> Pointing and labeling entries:
---+---

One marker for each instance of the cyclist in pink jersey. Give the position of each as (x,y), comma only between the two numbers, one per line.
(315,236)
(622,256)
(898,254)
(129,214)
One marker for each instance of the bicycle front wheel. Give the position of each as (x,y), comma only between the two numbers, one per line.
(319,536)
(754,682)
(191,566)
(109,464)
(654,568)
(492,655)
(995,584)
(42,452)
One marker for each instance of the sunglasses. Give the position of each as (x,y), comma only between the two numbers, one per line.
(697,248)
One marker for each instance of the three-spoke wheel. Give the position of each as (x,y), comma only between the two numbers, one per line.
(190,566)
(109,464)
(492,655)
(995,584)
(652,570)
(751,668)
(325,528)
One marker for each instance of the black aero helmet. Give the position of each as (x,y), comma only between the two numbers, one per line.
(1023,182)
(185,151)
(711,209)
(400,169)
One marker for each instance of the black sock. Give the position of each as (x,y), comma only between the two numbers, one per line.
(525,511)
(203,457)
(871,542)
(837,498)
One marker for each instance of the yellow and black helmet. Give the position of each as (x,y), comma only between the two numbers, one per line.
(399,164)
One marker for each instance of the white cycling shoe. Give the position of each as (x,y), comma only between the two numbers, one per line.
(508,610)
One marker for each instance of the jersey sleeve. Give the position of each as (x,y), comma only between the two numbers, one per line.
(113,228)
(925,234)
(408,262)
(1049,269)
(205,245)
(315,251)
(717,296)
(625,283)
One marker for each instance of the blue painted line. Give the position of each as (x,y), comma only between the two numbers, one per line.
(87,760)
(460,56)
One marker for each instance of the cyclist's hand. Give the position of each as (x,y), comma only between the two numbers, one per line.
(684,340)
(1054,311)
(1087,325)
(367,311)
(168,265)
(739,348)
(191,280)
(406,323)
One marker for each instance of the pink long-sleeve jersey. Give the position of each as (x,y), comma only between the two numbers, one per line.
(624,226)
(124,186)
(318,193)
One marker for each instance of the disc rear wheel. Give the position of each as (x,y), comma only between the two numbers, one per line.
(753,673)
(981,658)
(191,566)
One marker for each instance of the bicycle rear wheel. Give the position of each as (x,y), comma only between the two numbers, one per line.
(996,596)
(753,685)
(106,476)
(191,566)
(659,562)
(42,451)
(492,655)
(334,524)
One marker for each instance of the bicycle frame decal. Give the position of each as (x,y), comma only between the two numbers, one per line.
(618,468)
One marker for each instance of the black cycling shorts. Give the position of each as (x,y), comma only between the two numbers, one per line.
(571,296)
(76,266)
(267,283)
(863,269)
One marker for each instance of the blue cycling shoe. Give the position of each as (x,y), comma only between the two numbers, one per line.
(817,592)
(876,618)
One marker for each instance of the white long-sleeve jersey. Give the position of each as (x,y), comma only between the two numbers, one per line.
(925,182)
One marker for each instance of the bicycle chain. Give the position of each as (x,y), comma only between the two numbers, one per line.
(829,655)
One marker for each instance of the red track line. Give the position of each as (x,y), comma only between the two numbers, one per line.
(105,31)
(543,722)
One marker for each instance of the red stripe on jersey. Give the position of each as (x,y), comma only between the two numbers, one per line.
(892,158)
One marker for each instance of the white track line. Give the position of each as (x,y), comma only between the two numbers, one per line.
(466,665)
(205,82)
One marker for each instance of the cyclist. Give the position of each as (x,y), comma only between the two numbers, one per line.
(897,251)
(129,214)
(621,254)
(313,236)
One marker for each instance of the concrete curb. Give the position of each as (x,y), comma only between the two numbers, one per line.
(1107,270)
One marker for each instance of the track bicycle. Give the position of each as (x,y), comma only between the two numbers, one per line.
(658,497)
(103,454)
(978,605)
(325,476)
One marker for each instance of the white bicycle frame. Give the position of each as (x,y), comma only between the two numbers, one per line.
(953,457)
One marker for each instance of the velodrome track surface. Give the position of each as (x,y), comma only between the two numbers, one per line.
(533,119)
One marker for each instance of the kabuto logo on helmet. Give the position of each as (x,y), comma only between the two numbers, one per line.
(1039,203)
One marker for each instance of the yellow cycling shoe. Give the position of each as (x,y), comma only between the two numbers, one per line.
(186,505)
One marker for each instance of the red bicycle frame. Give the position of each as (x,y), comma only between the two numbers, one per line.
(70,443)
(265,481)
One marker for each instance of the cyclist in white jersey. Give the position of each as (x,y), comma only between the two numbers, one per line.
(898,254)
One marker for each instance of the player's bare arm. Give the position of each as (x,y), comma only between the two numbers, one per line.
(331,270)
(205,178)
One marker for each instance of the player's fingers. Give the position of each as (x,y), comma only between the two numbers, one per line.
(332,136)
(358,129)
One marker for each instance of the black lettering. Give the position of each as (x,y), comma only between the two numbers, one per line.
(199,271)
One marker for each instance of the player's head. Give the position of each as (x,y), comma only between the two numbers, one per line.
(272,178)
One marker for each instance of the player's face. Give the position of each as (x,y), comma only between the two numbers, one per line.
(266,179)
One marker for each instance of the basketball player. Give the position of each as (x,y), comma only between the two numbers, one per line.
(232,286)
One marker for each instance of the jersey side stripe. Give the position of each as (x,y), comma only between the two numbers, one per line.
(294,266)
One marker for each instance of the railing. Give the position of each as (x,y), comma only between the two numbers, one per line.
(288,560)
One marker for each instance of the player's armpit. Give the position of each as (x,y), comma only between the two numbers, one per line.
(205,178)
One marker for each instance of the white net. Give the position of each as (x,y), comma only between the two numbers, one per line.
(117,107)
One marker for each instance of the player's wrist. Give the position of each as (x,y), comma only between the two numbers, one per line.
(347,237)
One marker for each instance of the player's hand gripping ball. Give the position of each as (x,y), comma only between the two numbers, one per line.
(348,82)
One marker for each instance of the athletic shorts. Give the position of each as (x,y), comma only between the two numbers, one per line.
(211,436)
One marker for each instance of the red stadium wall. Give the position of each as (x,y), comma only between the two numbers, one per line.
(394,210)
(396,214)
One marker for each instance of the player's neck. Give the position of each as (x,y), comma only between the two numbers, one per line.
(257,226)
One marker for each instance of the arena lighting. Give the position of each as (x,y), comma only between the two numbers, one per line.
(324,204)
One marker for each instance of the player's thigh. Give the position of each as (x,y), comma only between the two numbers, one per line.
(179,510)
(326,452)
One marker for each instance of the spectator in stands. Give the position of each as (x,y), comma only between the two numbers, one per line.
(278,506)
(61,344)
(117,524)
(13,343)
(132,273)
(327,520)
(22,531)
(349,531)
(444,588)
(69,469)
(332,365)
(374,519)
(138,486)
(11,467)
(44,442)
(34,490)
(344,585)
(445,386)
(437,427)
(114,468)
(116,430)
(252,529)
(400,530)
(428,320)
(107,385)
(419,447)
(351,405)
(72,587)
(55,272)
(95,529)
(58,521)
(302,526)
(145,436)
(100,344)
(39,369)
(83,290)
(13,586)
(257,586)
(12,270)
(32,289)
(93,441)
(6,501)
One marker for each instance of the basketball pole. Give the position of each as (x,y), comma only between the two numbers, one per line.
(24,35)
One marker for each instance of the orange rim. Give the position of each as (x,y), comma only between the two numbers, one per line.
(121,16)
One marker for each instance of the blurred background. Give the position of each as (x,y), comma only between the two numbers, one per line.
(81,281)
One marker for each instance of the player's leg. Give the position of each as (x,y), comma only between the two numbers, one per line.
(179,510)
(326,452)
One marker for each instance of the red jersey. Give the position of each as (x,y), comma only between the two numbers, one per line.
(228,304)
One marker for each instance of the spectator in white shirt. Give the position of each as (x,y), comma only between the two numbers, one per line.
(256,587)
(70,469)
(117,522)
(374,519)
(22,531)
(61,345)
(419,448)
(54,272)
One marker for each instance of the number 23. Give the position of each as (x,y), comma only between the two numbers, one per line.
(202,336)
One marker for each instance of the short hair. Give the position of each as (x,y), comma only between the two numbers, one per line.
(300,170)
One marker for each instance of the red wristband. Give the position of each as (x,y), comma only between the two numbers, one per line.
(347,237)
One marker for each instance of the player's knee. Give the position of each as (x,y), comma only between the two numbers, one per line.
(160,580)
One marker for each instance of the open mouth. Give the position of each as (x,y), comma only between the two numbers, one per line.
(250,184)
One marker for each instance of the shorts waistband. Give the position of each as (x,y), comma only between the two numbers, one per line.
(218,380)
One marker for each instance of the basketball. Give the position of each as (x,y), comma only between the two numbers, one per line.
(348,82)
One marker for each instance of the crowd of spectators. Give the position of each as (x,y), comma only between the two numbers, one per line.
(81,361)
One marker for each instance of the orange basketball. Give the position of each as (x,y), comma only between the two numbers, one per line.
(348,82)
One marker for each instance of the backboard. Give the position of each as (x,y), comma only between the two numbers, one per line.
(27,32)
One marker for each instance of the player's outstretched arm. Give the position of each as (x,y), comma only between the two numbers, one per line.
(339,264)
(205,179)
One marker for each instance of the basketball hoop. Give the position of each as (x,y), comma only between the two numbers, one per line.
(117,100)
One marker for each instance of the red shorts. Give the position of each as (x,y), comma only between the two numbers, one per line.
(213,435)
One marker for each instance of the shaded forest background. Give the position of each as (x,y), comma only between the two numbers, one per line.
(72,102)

---+---

> What you have to do: Arrange the records as a JSON list of strings, with one string per line and blank lines omitted. Begin at the line that contains "One marker for each instance of the basketball hoop." and continue through the end of the records.

> Response:
[
  "One marker for each instance of the basketball hoop. Give the position of each as (x,y), comma only between the two numbers, one per line.",
  "(117,100)",
  "One marker for each instance of the red shorts. Give the position of each as (x,y), comma only between the two numbers, one per line.",
  "(213,435)",
  "One marker for each instance of the shaded forest background. Give the position of each as (x,y), comma only between the two numbers, one per line.",
  "(72,102)"
]